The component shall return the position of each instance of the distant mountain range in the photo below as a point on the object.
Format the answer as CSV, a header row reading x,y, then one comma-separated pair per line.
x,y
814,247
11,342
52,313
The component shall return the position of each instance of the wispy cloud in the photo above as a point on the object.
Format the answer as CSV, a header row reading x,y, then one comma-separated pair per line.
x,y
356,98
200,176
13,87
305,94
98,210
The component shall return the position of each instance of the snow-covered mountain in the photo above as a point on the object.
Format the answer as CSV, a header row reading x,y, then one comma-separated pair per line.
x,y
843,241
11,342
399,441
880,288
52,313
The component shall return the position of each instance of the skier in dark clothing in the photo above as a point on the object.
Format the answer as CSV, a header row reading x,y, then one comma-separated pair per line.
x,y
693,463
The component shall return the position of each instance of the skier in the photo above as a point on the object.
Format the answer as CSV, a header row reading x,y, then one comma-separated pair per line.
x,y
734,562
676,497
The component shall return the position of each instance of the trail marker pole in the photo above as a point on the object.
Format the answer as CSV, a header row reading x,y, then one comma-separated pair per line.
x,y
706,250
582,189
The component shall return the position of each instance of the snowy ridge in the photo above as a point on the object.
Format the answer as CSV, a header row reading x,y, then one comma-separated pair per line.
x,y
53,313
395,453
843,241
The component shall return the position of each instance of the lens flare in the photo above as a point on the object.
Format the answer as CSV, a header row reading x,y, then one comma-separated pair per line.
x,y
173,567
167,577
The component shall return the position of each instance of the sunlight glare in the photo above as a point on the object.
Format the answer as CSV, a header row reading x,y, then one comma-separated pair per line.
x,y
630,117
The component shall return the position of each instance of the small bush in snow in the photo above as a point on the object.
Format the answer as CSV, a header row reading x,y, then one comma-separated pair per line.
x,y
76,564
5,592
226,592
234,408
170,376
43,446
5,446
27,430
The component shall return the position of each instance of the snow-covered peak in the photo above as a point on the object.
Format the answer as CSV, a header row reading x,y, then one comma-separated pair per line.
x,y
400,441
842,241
::::::::
Reproduce everything from the line containing "of the small" down to the end of the listing, requests included, adding -14 to every coordinate in the answers and leaving the requests unchanged.

## SOLUTION
The component shall return the position of each instance of the small bush in snow in the photo above as a point on the object.
Format the answer as CSV, a header row reading x,y, then one comma-separated pair per line.
x,y
62,550
-9,578
212,578
220,394
156,362
29,432
-9,432
13,416
The component shall return the position of each instance of the snow-covered peak in the photo above as a point on the object.
Format the answer as CSV, a header row reading x,y, then one comma-separated pair per line.
x,y
386,427
828,227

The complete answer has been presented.